VFS how to read gzipped content from tar file

classic Classic list List threaded Threaded
6 messages Options
Reply | Threaded
Open this post in threaded view
|

VFS how to read gzipped content from tar file

Ken Tanaka
I would like to create an uncompressed file from a compressed file
inside of a tar archive.

Can VFS allow me to do this in one step? I can get the compressed.gz
file from archive.tar as a file on disk, then I can decompress the gzip
file and then delete the .gz version. If there is an example, tutorial
or book online or in print that would be great, I haven't found anything
like this yet.

Conceptually there is a tar file:

archive.tar
 +- tardir/
     +- content.txt.gz

I'd like to end up with an uncompressed file "content.txt".

I tried something like:

    FileObject gzTarFile =
fsManager.resolveFile("tar:gz:/archive.tar!/tardir/content.txt.gz");

    LocalFile newFile = (LocalFile)
fsManager.resolveFile("file:///destination/content.txt");
    newFile.copyFrom(gzTarFile, new AllFileSelector());

Thanks in advance for any advice
-Ken

The test program I'm working with follows:
- - - - - - - - - - - - - - - - - - - - - - - - - - - - - - - - - - - -
- - - -
package gov.noaa.eds.tryVfs;

import org.apache.commons.vfs.FileName;
import org.apache.commons.vfs.FileObject;
import org.apache.commons.vfs.FileSystemException;
import org.apache.commons.vfs.FileSystemManager;
import org.apache.commons.vfs.VFS;

/**
 * Try using VFS to read the content of a compressed (gz) file inside of
 * a tar file.
 */
public class App
{
    static FileSystemManager fsManager = null;
   
    public static void main( String[] args )

**Provided material:**
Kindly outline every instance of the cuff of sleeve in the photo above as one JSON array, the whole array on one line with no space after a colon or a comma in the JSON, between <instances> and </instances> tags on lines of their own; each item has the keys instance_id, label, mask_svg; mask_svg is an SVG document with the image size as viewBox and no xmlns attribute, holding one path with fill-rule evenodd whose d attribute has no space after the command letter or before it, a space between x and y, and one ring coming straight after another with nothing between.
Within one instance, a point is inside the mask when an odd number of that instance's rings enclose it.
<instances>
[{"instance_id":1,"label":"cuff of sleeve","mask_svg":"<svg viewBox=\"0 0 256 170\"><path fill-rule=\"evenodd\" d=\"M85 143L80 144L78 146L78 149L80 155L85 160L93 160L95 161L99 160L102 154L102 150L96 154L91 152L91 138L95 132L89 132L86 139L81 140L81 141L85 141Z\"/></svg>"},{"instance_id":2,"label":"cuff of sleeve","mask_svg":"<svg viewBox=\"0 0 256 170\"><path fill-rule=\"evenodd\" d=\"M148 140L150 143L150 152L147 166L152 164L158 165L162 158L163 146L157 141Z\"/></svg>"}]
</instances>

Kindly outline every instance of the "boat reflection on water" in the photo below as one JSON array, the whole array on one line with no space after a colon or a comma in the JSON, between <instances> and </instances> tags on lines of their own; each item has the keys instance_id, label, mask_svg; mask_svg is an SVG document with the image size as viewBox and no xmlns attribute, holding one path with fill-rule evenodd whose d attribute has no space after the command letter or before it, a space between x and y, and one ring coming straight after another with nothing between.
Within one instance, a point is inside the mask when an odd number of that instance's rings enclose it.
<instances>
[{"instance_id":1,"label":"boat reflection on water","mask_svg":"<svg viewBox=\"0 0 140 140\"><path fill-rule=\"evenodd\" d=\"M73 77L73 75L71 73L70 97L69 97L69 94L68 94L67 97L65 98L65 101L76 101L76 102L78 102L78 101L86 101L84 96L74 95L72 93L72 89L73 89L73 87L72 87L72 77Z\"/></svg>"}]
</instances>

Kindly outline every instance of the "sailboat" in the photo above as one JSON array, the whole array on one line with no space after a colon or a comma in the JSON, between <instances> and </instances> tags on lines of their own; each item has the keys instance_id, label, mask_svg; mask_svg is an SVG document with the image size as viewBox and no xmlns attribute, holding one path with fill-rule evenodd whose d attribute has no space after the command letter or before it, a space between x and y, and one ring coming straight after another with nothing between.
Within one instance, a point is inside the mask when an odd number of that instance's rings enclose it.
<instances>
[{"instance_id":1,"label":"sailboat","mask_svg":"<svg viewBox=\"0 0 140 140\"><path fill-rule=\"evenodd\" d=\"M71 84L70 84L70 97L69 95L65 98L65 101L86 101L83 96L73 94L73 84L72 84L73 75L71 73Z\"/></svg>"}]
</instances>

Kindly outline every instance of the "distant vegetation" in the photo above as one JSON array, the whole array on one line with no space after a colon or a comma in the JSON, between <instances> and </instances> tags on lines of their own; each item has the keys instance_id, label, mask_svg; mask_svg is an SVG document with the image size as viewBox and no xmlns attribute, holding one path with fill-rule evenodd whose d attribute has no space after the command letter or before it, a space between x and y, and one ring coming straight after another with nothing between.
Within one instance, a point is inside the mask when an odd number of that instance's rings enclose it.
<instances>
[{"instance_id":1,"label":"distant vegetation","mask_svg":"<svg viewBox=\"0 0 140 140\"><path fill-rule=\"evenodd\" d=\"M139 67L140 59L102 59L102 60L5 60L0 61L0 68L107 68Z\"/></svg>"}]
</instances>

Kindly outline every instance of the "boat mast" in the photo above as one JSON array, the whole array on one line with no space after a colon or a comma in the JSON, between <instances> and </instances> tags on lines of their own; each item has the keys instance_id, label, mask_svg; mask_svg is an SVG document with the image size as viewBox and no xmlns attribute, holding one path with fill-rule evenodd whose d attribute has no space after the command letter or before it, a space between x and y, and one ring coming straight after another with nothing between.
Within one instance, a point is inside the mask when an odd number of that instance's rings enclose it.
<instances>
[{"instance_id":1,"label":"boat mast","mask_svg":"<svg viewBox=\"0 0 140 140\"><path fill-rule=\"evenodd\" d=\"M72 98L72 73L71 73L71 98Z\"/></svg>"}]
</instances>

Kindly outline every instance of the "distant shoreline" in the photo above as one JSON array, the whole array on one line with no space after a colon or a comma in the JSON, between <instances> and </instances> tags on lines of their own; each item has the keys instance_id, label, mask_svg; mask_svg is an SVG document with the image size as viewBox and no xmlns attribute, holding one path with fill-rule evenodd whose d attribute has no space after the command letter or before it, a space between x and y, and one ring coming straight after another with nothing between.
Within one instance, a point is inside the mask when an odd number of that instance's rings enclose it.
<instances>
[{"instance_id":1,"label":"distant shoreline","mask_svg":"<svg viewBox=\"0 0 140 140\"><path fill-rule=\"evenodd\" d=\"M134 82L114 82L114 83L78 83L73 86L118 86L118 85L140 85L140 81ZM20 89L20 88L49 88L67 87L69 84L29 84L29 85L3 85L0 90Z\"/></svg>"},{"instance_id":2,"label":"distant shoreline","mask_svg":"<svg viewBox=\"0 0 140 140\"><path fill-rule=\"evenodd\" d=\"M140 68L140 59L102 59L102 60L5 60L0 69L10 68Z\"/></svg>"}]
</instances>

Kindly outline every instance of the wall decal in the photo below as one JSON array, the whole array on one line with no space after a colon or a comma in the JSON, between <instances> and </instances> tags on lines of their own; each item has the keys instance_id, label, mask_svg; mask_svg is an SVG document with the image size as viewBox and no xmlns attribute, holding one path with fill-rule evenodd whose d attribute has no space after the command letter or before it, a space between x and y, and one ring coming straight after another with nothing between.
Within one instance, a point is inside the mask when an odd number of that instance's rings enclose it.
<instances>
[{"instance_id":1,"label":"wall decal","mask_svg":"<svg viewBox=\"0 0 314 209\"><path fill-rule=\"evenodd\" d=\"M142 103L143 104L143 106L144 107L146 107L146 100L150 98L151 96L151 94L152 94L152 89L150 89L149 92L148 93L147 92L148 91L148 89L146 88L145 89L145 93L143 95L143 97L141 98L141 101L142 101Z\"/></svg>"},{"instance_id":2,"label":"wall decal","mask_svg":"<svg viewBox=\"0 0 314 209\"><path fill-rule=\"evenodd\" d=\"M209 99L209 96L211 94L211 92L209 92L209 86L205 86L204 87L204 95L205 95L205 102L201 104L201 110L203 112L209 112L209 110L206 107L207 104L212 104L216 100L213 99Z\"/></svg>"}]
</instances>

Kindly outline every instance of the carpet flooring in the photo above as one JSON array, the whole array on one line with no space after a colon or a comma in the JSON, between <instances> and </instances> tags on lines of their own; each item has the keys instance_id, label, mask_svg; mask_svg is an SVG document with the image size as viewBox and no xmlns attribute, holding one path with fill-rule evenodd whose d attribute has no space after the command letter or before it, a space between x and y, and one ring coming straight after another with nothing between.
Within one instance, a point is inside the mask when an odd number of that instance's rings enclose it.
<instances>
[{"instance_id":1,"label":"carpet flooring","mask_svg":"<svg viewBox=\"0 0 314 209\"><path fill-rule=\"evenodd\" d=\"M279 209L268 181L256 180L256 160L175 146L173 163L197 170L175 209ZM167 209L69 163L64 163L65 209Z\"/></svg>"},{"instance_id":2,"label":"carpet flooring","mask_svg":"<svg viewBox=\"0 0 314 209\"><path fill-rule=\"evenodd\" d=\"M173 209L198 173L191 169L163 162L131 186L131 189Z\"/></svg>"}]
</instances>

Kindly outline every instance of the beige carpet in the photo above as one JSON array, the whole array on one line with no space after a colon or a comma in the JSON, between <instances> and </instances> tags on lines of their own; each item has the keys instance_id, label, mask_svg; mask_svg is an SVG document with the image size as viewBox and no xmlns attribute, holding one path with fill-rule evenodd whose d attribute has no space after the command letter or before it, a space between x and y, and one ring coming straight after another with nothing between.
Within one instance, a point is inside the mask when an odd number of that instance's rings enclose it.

**The exercise:** In the VFS forum thread, what file does Ken want to end up with? The items have nothing to do with the VFS forum thread.

**Correct answer:** An uncompressed file named "content.txt".